(Beginning of TASK DATA)
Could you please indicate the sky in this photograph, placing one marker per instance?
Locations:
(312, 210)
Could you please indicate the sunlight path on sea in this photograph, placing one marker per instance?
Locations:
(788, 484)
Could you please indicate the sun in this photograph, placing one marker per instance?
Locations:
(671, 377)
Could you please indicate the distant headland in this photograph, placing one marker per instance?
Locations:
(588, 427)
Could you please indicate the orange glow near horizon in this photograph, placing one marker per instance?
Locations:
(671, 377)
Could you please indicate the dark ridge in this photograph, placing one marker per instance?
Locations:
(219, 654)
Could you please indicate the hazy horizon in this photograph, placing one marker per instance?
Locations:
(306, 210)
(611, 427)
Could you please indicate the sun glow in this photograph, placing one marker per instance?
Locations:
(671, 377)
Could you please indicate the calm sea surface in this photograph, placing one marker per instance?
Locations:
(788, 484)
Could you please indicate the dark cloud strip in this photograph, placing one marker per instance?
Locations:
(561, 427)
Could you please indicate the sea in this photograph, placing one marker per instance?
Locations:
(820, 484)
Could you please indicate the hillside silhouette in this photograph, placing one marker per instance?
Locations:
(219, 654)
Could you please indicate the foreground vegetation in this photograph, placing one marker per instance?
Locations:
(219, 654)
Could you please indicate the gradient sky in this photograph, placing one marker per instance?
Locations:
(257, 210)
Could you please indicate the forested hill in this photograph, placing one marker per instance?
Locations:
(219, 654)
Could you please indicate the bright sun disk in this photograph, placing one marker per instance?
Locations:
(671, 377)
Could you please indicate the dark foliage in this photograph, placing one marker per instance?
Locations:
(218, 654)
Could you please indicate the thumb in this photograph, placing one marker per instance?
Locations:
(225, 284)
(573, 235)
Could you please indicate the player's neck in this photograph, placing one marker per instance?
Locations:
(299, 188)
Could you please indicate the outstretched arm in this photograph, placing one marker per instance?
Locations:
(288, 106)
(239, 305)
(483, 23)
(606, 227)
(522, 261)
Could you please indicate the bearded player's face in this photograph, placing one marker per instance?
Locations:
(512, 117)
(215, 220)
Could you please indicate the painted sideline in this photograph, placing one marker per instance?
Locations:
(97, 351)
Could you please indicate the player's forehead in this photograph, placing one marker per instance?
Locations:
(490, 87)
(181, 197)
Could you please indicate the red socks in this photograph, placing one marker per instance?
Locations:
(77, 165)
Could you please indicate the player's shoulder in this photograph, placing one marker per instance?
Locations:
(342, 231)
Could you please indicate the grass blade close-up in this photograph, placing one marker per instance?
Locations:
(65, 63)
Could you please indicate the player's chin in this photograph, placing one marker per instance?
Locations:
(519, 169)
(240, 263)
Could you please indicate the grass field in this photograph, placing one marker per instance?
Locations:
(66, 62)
(End of TASK DATA)
• **PROBLEM TO SOLVE**
Each line of the material should be returned exactly as it stands.

• **ANSWER FOR THIS EXERCISE**
Could you please indicate the sky in this photograph, placing one marker per instance?
Locations:
(312, 210)
Could you please indicate the sunlight path on sea in this photograph, placing one marker per instance?
Locations:
(788, 484)
Could you please indicate the sun in this photograph, placing one marker per instance?
Locations:
(671, 377)
Could you please indicate the distant headland in this photograph, placing one marker per instance?
Locations:
(588, 427)
Could you please indicate the orange glow near horizon in this photograph, placing one marker per instance?
Locations:
(671, 377)
Could you please indicate the dark ridge in this photograph, placing one marker per instance?
Locations:
(219, 654)
Could you please indicate the hazy horizon in this photograph, placing one marker per instance?
Locations:
(306, 210)
(611, 427)
Could you please indicate the sun glow in this photograph, placing one marker per instance?
Locations:
(671, 377)
Could you please indicate the calm sea surface in this photograph, placing one marker per instance?
Locations:
(788, 484)
Could you please indicate the dark cloud strip in this photograph, placing one marker per instance?
Locations:
(561, 427)
Could you please indicate the sea in this photograph, placing one marker per instance?
Locations:
(820, 484)
Could you please indicate the hillside silhouette in this photograph, placing one marker per instance?
Locations:
(219, 654)
Could you please indicate the foreground vegetation in this photograph, placing one marker per instance?
Locations:
(219, 654)
Could you please indicate the gradient sky in this photograph, placing one marker per instance?
Locations:
(257, 210)
Could you please indicate the forested hill in this photograph, placing one marker per instance?
Locations:
(219, 654)
Could you please indicate the bright sun disk in this photograph, placing one marker per instance?
Locations:
(671, 377)
Could you please indicate the dark foliage in this photograph, placing one marker per instance?
Locations:
(218, 654)
Could you please indicate the thumb in this photograph, placing one marker per instance?
Locations:
(225, 284)
(573, 235)
Could you please indicate the player's neck in this photograph, placing one marker per instance?
Locations:
(299, 188)
Could you please indicate the outstretched arm in this photograph, placing one marker per instance?
Locations:
(288, 106)
(239, 305)
(483, 23)
(606, 227)
(522, 261)
Could you please indicate the bearded player's face in this photograph, placing one marker per instance?
Locations:
(512, 117)
(215, 220)
Could you please indicate the painted sideline in this photograph, placing one marker per instance?
Locations:
(97, 351)
Could you please indicate the player's forehead in this photograph, placing one marker per instance?
Locations:
(490, 87)
(181, 197)
Could you please indicate the red socks in this photograph, placing one marker per instance?
Locations:
(77, 165)
Could you please indicate the player's shoulder in this photograph, placing one marker per instance?
Locations:
(342, 231)
Could you please indicate the grass blade close-up in this photograph, placing one marker per instance?
Locations:
(65, 63)
Could you please indicate the player's chin in this photograph, placing one marker per instance?
Locations:
(519, 169)
(240, 263)
Could you please indicate the grass field in this photograph, placing one marker per instance?
Locations:
(66, 62)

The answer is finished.